[Required action] Copy out the listing exactly.
Dataset content below:
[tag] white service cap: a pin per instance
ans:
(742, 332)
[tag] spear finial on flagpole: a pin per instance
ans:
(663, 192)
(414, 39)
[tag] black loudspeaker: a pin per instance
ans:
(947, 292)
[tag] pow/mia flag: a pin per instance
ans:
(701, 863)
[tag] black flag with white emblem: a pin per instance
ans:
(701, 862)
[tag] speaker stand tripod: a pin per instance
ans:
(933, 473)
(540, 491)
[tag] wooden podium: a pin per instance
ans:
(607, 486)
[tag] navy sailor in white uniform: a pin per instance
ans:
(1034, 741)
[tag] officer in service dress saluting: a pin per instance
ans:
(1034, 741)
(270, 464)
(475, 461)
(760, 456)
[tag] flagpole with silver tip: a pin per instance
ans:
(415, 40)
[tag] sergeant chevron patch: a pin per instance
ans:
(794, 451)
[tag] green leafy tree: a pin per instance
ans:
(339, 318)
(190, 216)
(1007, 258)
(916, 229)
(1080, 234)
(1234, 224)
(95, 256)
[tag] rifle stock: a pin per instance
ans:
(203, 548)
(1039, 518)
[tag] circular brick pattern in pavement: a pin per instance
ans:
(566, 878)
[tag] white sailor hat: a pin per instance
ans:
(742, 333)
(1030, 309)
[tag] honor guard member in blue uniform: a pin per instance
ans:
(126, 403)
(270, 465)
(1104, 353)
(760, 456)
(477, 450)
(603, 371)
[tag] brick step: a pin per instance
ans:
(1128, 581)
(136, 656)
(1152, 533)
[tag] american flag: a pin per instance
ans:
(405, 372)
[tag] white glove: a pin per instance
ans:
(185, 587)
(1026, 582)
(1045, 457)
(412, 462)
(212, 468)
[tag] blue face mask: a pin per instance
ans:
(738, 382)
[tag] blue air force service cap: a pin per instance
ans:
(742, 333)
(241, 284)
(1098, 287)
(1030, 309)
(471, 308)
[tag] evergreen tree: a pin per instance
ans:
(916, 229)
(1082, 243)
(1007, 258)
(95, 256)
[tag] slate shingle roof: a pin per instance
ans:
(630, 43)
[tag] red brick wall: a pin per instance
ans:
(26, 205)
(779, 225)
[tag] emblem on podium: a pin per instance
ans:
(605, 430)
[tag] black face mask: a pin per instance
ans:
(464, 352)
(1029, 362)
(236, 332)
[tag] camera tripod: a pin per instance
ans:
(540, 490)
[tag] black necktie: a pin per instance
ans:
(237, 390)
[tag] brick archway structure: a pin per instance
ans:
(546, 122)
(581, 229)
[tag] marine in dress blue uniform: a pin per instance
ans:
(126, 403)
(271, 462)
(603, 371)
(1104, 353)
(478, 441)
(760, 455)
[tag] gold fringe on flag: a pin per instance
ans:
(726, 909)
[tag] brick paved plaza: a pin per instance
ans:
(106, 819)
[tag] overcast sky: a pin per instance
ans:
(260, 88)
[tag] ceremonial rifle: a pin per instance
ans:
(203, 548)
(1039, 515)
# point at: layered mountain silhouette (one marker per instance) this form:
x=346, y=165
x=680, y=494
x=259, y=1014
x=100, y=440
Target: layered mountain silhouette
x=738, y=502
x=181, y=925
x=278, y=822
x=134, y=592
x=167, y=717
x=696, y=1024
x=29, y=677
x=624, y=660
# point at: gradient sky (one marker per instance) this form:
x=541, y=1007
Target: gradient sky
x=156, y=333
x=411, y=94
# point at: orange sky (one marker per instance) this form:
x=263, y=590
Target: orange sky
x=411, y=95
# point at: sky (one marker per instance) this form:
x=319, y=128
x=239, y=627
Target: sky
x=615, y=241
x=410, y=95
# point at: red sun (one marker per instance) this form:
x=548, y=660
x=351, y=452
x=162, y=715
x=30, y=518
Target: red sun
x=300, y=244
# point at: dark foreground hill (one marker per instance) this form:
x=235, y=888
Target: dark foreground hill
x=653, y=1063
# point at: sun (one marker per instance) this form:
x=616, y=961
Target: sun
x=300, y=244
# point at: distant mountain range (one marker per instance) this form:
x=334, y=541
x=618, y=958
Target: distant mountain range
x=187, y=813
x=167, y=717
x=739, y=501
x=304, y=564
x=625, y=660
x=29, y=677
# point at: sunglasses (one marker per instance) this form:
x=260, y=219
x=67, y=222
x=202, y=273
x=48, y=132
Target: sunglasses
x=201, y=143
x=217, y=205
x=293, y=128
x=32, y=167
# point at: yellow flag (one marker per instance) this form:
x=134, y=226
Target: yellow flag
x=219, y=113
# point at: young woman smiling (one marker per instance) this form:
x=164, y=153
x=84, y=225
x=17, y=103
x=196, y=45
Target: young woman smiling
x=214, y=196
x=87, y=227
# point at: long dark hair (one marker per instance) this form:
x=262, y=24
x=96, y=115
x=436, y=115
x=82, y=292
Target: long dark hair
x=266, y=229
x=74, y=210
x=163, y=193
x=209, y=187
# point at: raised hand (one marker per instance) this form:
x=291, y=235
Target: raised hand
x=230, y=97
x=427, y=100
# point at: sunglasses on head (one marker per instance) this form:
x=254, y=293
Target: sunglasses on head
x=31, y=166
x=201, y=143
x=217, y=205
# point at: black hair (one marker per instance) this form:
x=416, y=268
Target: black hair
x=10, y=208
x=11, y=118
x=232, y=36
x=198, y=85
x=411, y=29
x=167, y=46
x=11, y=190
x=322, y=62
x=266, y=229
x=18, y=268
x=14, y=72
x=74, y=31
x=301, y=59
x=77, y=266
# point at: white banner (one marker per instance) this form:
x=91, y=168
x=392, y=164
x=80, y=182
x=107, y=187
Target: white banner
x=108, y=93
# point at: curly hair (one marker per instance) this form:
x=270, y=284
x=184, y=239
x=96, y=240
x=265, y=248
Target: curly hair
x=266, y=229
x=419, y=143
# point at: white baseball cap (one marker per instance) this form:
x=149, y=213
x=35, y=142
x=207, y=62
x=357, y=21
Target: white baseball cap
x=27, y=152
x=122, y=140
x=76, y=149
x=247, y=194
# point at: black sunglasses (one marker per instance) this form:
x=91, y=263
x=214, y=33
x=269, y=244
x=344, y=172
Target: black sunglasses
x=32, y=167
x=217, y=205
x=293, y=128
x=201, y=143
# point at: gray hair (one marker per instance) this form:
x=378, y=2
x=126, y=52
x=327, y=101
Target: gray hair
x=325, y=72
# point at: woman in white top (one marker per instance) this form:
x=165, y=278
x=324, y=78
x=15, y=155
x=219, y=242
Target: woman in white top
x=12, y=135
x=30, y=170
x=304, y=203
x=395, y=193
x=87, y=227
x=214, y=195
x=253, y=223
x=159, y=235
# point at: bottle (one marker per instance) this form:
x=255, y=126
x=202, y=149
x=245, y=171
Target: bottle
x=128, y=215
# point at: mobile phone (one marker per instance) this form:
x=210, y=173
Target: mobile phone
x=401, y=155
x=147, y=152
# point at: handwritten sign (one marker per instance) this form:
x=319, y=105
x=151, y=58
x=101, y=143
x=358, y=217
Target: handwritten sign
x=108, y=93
End of Dataset content.
[Worked solution]
[tag] white service cap: a pin per instance
ans:
(742, 332)
[tag] spear finial on flagpole: a pin per instance
ans:
(663, 192)
(414, 39)
[tag] black loudspeaker: a pin per instance
ans:
(947, 292)
[tag] pow/mia flag: a pin per instance
ans:
(701, 863)
[tag] black flag with white emblem: a pin per instance
ans:
(701, 862)
[tag] speaker stand tripod: a pin per instance
ans:
(933, 473)
(540, 491)
[tag] wooden podium: a pin per instance
ans:
(607, 486)
[tag] navy sailor in white uniform: a pin per instance
ans:
(1034, 741)
[tag] officer in service dress saluting: a pin per instance
ans:
(1034, 741)
(270, 464)
(475, 461)
(760, 456)
[tag] flagpole with silver tip: a pin per instance
ans:
(415, 40)
[tag] sergeant chevron patch: a pin per instance
ans:
(794, 451)
[tag] green leafy tree: a pin per instance
ans:
(339, 318)
(190, 216)
(1007, 258)
(916, 229)
(1080, 234)
(1234, 224)
(95, 256)
[tag] rifle stock: a pin per instance
ans:
(203, 548)
(1039, 518)
[tag] circular brick pattern in pavement: a pin per instance
ans:
(566, 878)
[tag] white sailor hat: a pin per instance
ans:
(742, 333)
(1030, 309)
[tag] honor guard member in blue uniform: a pin per instance
ans:
(126, 403)
(270, 465)
(1104, 353)
(760, 456)
(477, 450)
(603, 371)
[tag] brick step: a pin per instance
ans:
(1128, 581)
(136, 656)
(1152, 533)
[tag] american flag: a pin per instance
ans:
(405, 372)
[tag] white glove: a pin per instance
ans:
(185, 587)
(1026, 582)
(1045, 457)
(412, 462)
(212, 468)
[tag] blue face mask: a pin per instance
ans:
(738, 382)
[tag] blue air force service cap: a pin per instance
ans:
(742, 333)
(241, 284)
(1098, 287)
(1030, 309)
(471, 308)
[tag] evergreen tree: a pin per instance
ans:
(916, 229)
(1082, 243)
(1007, 258)
(95, 256)
[tag] slate shingle roof: a pin per instance
ans:
(630, 43)
[tag] red brick wall: a pin per instance
ans:
(26, 205)
(779, 225)
[tag] emblem on podium: a pin per instance
ans:
(605, 430)
[tag] black face mask: a pin per instance
ans:
(464, 352)
(1029, 362)
(236, 332)
[tag] camera tripod: a pin per instance
ans:
(540, 490)
[tag] black necktie: a pin per instance
ans:
(237, 390)
[tag] brick archway structure: a pin per instance
ans:
(546, 122)
(581, 229)
[tag] marine in dress blue uniform: a pin per instance
ans:
(126, 403)
(271, 462)
(603, 371)
(1104, 353)
(478, 441)
(760, 455)
[tag] gold fringe on flag: a pin per instance
ans:
(726, 909)
[tag] brick paved plaza: a pin per instance
ans:
(106, 819)
[tag] overcast sky: a pin per instance
ans:
(260, 88)
[tag] ceremonial rifle: a pin per instance
ans:
(203, 548)
(1039, 515)
# point at: layered mountain silhouette (one marker per instance) this form:
x=346, y=165
x=680, y=494
x=259, y=1014
x=100, y=440
Target: layered mountain silhouette
x=738, y=502
x=181, y=925
x=278, y=822
x=134, y=592
x=167, y=717
x=696, y=1024
x=29, y=677
x=624, y=660
# point at: gradient sky (one marker per instance) this form:
x=541, y=1007
Target: gradient sky
x=156, y=333
x=411, y=94
# point at: orange sky (one marker per instance) this form:
x=263, y=590
Target: orange sky
x=411, y=95
# point at: sky (one marker per instance) this form:
x=319, y=128
x=239, y=627
Target: sky
x=615, y=241
x=410, y=95
# point at: red sun (one marker per instance) this form:
x=548, y=660
x=351, y=452
x=162, y=715
x=30, y=518
Target: red sun
x=300, y=244
# point at: dark foreground hill (one marker per instance) this form:
x=235, y=888
Target: dark foreground hill
x=653, y=1063
# point at: sun (one marker per instance) this form:
x=616, y=961
Target: sun
x=300, y=244
# point at: distant mountain range (one marker per instance) this form:
x=334, y=541
x=618, y=958
Target: distant mountain range
x=187, y=813
x=167, y=717
x=739, y=501
x=304, y=564
x=625, y=660
x=29, y=677
# point at: sunglasses (one marker per instance) this form:
x=260, y=219
x=67, y=222
x=202, y=273
x=48, y=132
Target: sunglasses
x=201, y=143
x=217, y=205
x=293, y=128
x=32, y=167
# point at: yellow flag (one marker per instance) this form:
x=134, y=226
Target: yellow flag
x=219, y=113
# point at: young woman smiling (one marker per instance) this form:
x=164, y=153
x=84, y=225
x=17, y=103
x=196, y=45
Target: young woman smiling
x=214, y=196
x=87, y=227
# point at: long dark hair (one marker per instance) this form:
x=262, y=24
x=96, y=115
x=436, y=115
x=82, y=292
Target: long dark hair
x=266, y=229
x=74, y=210
x=163, y=193
x=209, y=187
# point at: raised hand (one marker per instance) this form:
x=291, y=235
Target: raised hand
x=230, y=97
x=427, y=100
# point at: sunglasses on head (one marker per instance) this form:
x=254, y=293
Target: sunglasses on head
x=31, y=166
x=201, y=143
x=217, y=205
# point at: black hair (one marker per instance) this form:
x=416, y=268
Target: black hair
x=10, y=208
x=11, y=118
x=232, y=36
x=198, y=85
x=411, y=29
x=167, y=46
x=11, y=190
x=322, y=62
x=266, y=229
x=18, y=268
x=14, y=72
x=74, y=31
x=301, y=59
x=77, y=266
# point at: white banner (one marker per instance) this form:
x=91, y=168
x=392, y=164
x=80, y=182
x=107, y=187
Target: white banner
x=108, y=93
# point at: curly hair (one marker per instance) this form:
x=270, y=284
x=184, y=239
x=96, y=240
x=265, y=248
Target: curly hair
x=266, y=229
x=419, y=143
# point at: white baseball cap (one marker per instance) this form:
x=149, y=213
x=35, y=142
x=207, y=62
x=357, y=21
Target: white baseball cap
x=27, y=152
x=122, y=140
x=76, y=149
x=247, y=194
# point at: black sunglasses (one marker per instance) this form:
x=91, y=263
x=214, y=33
x=269, y=244
x=344, y=172
Target: black sunglasses
x=32, y=167
x=217, y=205
x=293, y=128
x=201, y=143
# point at: gray hair (one marker per instance) this form:
x=378, y=2
x=126, y=52
x=327, y=101
Target: gray hair
x=325, y=72
# point at: woman in white top (one marker per instance) this form:
x=165, y=278
x=324, y=78
x=15, y=155
x=219, y=242
Target: woman in white top
x=12, y=135
x=30, y=170
x=304, y=203
x=395, y=193
x=87, y=227
x=214, y=195
x=253, y=223
x=159, y=235
# point at: bottle (one marker per instance) this form:
x=255, y=126
x=202, y=149
x=245, y=171
Target: bottle
x=128, y=215
# point at: mobile phone (one marker per instance) this form:
x=210, y=173
Target: mobile phone
x=401, y=155
x=147, y=152
# point at: handwritten sign (one marker per instance) this form:
x=319, y=105
x=151, y=58
x=101, y=143
x=358, y=217
Target: handwritten sign
x=108, y=93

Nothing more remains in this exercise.